_Aim_
Copy out the rows from the line with "pinpoint the white" up to and including the line with "240;231;441;293", requests and all. Multiply every bounding box coordinate in the answers by 0.35 and round each to a whole number, with halves going up.

[Bounding box annotation rows]
========
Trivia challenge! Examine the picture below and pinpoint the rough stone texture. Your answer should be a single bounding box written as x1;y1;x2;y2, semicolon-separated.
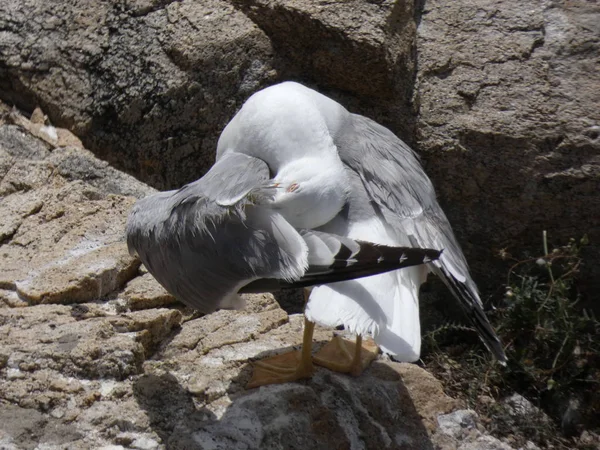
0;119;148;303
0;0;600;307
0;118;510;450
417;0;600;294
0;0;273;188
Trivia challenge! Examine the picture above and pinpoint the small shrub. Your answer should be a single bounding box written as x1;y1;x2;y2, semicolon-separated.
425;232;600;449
========
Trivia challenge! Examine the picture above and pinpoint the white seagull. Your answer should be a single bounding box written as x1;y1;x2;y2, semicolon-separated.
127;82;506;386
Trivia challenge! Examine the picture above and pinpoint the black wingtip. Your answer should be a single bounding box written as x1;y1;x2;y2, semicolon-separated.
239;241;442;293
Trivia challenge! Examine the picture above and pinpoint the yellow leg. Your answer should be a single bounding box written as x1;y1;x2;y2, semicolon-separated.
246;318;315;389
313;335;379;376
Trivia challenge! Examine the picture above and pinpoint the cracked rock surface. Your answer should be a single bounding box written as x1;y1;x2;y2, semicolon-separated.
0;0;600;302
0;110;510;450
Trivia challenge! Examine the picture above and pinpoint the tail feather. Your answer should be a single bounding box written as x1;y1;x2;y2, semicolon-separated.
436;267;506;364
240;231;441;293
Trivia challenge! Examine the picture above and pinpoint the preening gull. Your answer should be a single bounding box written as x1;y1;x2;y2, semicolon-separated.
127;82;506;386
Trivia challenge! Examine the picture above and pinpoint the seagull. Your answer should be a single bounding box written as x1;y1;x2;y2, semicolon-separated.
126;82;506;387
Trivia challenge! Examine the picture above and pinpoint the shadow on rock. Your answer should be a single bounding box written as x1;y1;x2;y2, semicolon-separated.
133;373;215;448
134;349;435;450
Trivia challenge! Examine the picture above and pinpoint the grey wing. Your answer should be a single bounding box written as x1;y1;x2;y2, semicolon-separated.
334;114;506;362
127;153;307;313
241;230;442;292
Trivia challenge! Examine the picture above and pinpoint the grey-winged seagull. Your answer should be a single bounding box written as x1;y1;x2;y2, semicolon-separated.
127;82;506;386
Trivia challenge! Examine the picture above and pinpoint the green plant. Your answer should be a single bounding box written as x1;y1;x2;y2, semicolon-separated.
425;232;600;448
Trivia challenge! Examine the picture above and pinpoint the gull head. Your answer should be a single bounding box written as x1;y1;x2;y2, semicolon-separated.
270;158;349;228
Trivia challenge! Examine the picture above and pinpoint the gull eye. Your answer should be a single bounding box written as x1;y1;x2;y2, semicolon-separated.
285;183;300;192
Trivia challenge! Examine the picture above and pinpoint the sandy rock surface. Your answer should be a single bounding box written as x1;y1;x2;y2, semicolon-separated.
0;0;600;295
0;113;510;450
========
_Task answer_
Trivia challenge! Examine the picture above and pinpoint the white seagull. Your answer should be a single bounding box written as x1;y1;x2;y2, semicolon-separated.
44;29;177;135
Trivia challenge! Examine the picture above and pinpoint the black wingtip. Your answer should be a single bounding box written as x1;y1;x2;y2, semicolon-separated.
84;84;155;103
Trivia challenge! Examine the picture above and pinpoint the yellow leg. Your answer should be a single bounding box written as x1;y1;x2;y2, semicolon-separated.
86;111;110;136
110;117;133;132
Trivia challenge! Examine the picture above and pinpoint the cracked rock surface. Your answer should be a single bounding box written as x1;y1;x2;y2, semicolon-separated.
0;0;210;106
0;39;179;158
Trivia challenge! Examine the picture above and pinpoint the tail feather. Your answer should be a single bounding box written as x1;y1;x2;y2, semicolon-separated.
153;93;177;127
84;81;154;103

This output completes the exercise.